* DATASET EXTRACT *

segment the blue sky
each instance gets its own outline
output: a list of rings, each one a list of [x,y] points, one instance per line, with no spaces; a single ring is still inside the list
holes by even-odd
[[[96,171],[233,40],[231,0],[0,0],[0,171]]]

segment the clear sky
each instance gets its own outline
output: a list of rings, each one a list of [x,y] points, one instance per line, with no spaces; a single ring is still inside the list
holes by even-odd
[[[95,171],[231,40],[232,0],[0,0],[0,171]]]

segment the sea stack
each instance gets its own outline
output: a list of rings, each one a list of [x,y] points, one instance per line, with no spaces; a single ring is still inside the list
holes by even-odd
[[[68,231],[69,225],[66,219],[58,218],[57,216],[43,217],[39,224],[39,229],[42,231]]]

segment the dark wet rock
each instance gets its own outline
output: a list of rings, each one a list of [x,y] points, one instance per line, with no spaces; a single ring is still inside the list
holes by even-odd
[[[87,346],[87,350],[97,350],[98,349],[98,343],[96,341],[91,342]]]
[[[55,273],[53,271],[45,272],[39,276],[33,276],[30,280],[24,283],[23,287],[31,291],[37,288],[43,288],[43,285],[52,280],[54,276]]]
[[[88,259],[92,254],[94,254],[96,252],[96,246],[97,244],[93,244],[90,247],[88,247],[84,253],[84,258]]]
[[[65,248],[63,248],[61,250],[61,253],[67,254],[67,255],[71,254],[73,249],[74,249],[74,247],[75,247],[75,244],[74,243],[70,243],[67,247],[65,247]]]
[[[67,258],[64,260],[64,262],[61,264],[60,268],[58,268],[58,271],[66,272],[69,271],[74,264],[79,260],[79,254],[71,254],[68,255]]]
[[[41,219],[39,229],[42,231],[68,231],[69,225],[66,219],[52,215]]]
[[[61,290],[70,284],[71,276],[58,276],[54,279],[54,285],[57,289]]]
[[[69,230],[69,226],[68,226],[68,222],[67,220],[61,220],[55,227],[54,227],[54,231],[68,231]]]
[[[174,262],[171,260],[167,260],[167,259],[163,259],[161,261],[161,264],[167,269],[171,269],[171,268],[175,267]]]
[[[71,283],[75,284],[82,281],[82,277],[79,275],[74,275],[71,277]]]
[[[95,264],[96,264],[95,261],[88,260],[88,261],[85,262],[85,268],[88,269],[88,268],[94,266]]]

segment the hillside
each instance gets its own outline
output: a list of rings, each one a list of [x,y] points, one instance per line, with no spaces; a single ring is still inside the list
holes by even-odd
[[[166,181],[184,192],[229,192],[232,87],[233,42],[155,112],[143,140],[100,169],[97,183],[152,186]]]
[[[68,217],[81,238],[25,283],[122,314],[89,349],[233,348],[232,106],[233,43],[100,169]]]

* PROBLEM DESCRIPTION *
Write out every entry above, word for word.

* RESPONSE BELOW *
segment the blue sky
each instance gets its own outline
output: a list of rings, each one a list of [x,y] points, one instance per line, with no spaces; a single ring is still inside the list
holes by even-odd
[[[96,171],[233,40],[231,0],[0,0],[0,171]]]

segment the clear sky
each instance gets its own outline
output: a list of rings, each one a list of [x,y] points, one instance per line, with no spaces; a single ring is still inside the list
holes by even-odd
[[[95,171],[231,40],[232,0],[0,0],[0,171]]]

segment the sea stack
each instance gets its own outline
output: a list of rings, each one a list of [x,y] points, one instance per line, with no spaces; a single ring is still inside the list
holes by even-odd
[[[68,231],[69,225],[66,219],[58,218],[57,216],[43,217],[39,224],[39,229],[42,231]]]

segment the dark wet rock
each instance gets its own outline
output: a list of rings, each one a list of [x,y] points, one instance per line, with no spaces; a single ring is still inside the list
holes by even-odd
[[[87,346],[87,350],[97,350],[98,349],[98,343],[96,341],[91,342]]]
[[[55,273],[53,271],[45,272],[39,276],[33,276],[30,280],[24,283],[23,287],[31,291],[37,288],[43,288],[43,285],[52,280],[54,276]]]
[[[88,259],[92,254],[94,254],[96,252],[96,246],[97,244],[93,244],[90,247],[88,247],[84,253],[84,258]]]
[[[65,248],[63,248],[61,250],[61,253],[67,254],[67,255],[71,254],[73,249],[74,249],[74,247],[75,247],[75,244],[74,243],[70,243],[67,247],[65,247]]]
[[[67,258],[64,260],[64,262],[61,264],[60,268],[58,268],[58,271],[66,272],[69,271],[74,264],[79,260],[79,254],[71,254],[68,255]]]
[[[41,219],[39,229],[42,231],[68,231],[69,225],[66,219],[52,215]]]
[[[61,290],[70,284],[71,276],[58,276],[54,279],[54,285],[57,289]]]
[[[69,230],[69,226],[68,226],[68,222],[67,220],[61,220],[55,227],[54,227],[54,231],[68,231]]]
[[[174,262],[171,260],[167,260],[167,259],[163,259],[161,261],[161,264],[167,269],[171,269],[171,268],[175,267]]]
[[[71,283],[75,284],[82,281],[82,277],[79,275],[74,275],[71,277]]]
[[[95,264],[96,264],[95,261],[88,260],[88,261],[85,262],[85,268],[88,269],[88,268],[94,266]]]

segment the hillside
each instance gets its own outline
output: a list of rings, each one a list of [x,y] points, one instance per line, with no spaces; a single ring is still inside the list
holes by even-odd
[[[166,181],[184,192],[229,192],[232,87],[233,42],[155,112],[143,140],[100,169],[97,183],[152,186]]]
[[[68,217],[81,238],[25,283],[122,314],[89,349],[233,348],[232,106],[233,43],[100,169]]]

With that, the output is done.